** Data for the task **
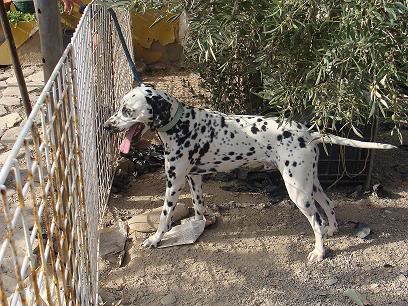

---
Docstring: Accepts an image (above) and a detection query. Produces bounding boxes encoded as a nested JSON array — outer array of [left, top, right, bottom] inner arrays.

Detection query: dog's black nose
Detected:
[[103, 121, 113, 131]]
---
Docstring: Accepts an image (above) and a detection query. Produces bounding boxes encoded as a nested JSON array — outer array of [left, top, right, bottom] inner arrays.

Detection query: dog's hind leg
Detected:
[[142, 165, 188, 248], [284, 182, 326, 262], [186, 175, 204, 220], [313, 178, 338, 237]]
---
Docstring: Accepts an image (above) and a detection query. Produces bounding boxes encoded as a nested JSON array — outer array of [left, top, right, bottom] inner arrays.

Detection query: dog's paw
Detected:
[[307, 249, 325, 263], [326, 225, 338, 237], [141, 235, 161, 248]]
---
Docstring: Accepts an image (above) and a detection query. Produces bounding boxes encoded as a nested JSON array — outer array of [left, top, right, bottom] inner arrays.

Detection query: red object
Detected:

--

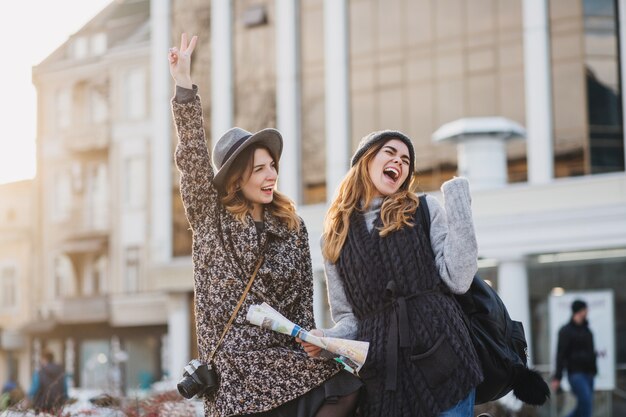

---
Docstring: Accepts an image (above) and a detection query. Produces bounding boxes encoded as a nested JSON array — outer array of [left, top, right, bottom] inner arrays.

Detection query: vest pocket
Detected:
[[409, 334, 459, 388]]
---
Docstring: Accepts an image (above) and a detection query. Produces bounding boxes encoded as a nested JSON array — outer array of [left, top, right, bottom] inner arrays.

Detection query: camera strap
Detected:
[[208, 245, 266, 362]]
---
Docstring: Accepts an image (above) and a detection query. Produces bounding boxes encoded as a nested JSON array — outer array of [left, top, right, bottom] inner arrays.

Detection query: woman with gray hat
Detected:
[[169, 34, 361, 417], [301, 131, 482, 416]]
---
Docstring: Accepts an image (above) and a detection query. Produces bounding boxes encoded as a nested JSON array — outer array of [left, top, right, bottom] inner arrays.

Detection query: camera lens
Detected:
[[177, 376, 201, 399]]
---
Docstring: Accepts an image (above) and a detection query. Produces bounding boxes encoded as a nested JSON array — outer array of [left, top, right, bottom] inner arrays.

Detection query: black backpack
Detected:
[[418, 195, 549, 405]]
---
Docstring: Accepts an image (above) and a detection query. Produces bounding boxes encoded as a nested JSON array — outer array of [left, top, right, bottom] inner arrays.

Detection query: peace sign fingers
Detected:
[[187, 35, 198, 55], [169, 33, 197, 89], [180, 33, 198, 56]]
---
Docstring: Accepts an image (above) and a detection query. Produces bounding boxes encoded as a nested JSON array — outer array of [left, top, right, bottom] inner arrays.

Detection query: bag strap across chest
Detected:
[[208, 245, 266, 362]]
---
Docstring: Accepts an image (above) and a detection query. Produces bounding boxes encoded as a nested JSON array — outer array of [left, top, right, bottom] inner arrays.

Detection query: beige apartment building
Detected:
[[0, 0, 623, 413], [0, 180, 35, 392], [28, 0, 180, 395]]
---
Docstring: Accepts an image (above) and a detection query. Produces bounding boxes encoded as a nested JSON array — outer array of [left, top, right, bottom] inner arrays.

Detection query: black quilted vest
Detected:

** Requirement **
For the records above, state how many lines include "strap", giving no more than the number.

** Answer **
2